---------- Material to process ----------
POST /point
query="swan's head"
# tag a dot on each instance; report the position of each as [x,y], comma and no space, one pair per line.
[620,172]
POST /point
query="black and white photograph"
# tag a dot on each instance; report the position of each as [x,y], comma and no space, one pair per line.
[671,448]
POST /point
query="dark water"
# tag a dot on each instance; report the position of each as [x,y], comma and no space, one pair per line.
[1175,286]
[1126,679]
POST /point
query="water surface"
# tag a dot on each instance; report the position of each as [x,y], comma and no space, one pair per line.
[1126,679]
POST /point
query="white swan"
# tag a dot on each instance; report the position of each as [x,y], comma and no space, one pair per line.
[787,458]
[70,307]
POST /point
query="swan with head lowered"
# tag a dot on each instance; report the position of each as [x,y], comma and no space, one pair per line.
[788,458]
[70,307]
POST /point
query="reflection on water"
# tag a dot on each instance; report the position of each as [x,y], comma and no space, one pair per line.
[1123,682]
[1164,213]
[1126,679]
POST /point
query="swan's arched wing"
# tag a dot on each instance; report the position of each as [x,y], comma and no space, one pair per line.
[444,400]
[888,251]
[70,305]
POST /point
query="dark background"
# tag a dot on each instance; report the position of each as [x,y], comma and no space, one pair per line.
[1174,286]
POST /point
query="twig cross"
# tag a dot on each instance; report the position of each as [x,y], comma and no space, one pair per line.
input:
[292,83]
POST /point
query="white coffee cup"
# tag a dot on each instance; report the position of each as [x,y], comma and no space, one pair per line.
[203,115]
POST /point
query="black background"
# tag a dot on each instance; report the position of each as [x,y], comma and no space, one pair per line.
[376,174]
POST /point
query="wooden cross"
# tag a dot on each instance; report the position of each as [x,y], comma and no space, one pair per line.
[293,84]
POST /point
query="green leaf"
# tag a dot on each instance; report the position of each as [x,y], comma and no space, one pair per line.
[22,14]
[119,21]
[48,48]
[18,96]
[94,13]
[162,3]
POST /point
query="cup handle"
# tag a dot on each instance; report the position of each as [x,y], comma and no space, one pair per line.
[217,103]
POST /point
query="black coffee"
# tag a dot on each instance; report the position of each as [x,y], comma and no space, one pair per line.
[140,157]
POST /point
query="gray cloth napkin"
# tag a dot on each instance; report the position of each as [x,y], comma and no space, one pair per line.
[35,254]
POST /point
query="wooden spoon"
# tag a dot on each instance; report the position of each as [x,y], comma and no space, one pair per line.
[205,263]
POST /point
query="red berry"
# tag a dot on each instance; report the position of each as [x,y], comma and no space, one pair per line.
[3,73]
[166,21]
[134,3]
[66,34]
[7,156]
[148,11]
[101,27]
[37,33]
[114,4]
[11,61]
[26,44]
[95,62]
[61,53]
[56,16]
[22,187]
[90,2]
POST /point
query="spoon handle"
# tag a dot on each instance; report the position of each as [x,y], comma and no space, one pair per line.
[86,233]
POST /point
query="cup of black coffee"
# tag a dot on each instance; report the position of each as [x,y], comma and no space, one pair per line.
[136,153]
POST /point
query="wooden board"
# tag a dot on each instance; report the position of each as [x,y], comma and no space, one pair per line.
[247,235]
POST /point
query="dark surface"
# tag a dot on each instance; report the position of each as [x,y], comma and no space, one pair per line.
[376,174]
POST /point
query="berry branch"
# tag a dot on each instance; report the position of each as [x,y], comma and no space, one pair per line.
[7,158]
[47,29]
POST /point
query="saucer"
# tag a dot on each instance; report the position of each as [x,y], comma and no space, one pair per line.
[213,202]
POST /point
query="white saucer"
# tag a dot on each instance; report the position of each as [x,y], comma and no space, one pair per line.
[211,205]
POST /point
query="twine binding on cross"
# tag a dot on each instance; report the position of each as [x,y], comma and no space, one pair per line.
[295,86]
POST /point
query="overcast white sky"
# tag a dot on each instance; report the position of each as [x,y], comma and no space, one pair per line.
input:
----------
Try it -
Nothing but a number belongs in the answer, namely how many lines above include "head".

Task response -
2